That was the least of worries though, by now I could hardly see out, my eyes and nose were flowing so freely. When you have the flu, in a humid foreign country where you litrully know no one, it is miserable! The meal and break times that everyone else was using to get to know each other and make an effort to start a conversation in, bypassed me completely as I had neither the energy nor as it turned out the power of speech. Not only did I look a bit odd: streaming from my facial orafices; I also seemed withdrawn and probably boring which demoralised me further! Plus, by now it was getting to the point where it was hard for non native speakers to decode my croaky voice with n’s that became d’s and t’s that became d’s- and I was meant to be a native English speaker!
Anyway, my first lecture was so unmemorable I had to look it up just now to be able to tell the subject, which was ‘The role of environmental education in consumption.’ I chose this as I thought I would be able to contribute something about peer education in the discussion. However, despite the promising write-up, the man seemed to be advocating not a slow down in growth, but replacing a consumer’s current consuming with the sustainable options-due to better education. It is at this point that one can argue that ‘sustainable consumption is a juxtaposition- a hypocritical term. How can consumption be sustainable was the argument brought to the forefront of the debate. In my mind I have reached a compromise. I would argue that to stay alive we have to consume a certain amount of resources; therefore we cannot ban consumption all together, however, this basic level of consumption can be sustainable (local organic food, raw materials locally sourced etc), justifying the existence of the term ‘sustainable consumption’ as more than inaccurate greenwash.

Image region labeling entries:
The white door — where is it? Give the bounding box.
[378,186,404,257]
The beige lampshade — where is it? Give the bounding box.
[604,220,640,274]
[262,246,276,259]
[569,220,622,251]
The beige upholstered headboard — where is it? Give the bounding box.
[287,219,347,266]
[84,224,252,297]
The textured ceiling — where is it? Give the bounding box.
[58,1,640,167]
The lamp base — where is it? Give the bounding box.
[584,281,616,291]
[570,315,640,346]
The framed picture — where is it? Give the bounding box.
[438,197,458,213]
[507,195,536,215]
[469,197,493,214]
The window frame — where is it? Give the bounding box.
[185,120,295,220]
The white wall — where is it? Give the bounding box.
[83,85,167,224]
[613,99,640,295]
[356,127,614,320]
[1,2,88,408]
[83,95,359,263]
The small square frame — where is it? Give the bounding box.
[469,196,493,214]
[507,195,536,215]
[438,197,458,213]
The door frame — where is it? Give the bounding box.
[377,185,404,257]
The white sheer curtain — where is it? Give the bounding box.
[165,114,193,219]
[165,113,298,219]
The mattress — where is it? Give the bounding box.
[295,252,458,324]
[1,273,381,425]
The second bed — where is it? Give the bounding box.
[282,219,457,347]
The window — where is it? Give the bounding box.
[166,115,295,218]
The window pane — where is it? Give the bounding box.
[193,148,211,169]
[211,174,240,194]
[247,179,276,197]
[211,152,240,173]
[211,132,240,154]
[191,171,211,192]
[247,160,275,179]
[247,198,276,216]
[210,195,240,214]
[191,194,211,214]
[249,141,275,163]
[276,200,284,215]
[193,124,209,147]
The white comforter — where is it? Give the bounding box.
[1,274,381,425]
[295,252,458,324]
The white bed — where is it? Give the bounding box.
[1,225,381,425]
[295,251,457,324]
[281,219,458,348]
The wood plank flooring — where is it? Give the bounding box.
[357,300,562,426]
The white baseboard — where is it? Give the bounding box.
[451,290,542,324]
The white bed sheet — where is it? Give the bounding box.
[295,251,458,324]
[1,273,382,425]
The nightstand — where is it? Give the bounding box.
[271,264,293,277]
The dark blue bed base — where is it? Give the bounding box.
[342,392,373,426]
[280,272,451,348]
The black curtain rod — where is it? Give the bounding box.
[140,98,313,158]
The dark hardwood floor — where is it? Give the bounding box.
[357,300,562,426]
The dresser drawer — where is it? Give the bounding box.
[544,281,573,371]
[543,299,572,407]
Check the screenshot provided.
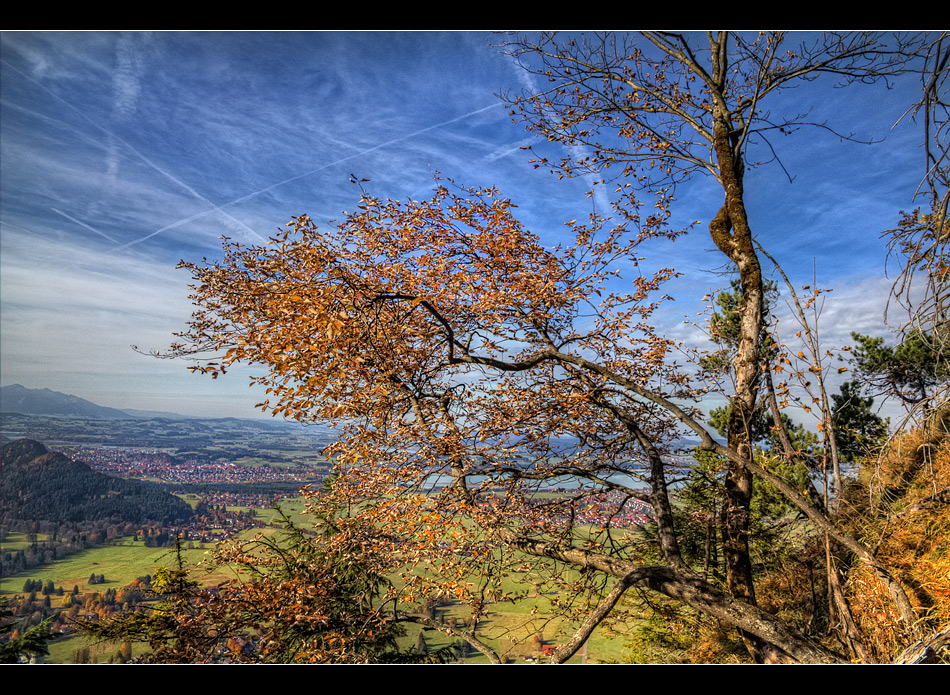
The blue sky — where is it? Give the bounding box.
[0,32,936,416]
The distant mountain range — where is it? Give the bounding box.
[0,439,194,523]
[0,384,133,420]
[0,384,253,420]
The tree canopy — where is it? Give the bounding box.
[156,32,950,662]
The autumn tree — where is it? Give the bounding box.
[506,32,917,649]
[156,32,944,662]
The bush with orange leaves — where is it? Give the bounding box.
[844,409,950,661]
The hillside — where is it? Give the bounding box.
[0,439,193,524]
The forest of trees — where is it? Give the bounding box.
[70,32,950,663]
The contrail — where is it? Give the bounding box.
[126,103,503,250]
[225,103,503,205]
[2,60,264,247]
[50,207,118,244]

> [Exercises]
A: From the blog post, copy out the passage that begins at the words "That was the" and stops after the words "native English speaker!".
B: In the blog post, what was the subject of the writer's first lecture?
C: Continue the blog post from its last sentence.

> [Responses per task]
A:
That was the least of worries though, by now I could hardly see out, my eyes and nose were flowing so freely. When you have the flu, in a humid foreign country where you litrully know no one, it is miserable! The meal and break times that everyone else was using to get to know each other and make an effort to start a conversation in, bypassed me completely as I had neither the energy nor as it turned out the power of speech. Not only did I look a bit odd: streaming from my facial orafices; I also seemed withdrawn and probably boring which demoralised me further! Plus, by now it was getting to the point where it was hard for non native speakers to decode my croaky voice with n’s that became d’s and t’s that became d’s- and I was meant to be a native English speaker!

B: The role of environmental education in consumption.

C:
In my opinion, the term becomes defunct when the consumption levels reach above basic to comfortable, as there is no real need for this, only desire- it is a luxury. This is where, to reach a position of a sustainable consumption, you don’t just keep feeding the consumer with green alternatives so that the economy and their consumption continues to increase, you (the government, consumer choice etc) force the greener choice to be the only one, ousting the unsustainable ones from the market (by making them too expensive or undesirable) and reducing the level of luxury consumption as much as possible. Long term growth is not something the planet can handle or host, because the planet is not growing too.
Instead of consumerism, we advocate repairing broken things, spending less money and to stop buying unnecessary things, because they, and the planet, can sustain this lifestyle much longer than the previous one. The clue is in the words themselves: sustainable consumption- a level of consumption that can be sustained indefinitely.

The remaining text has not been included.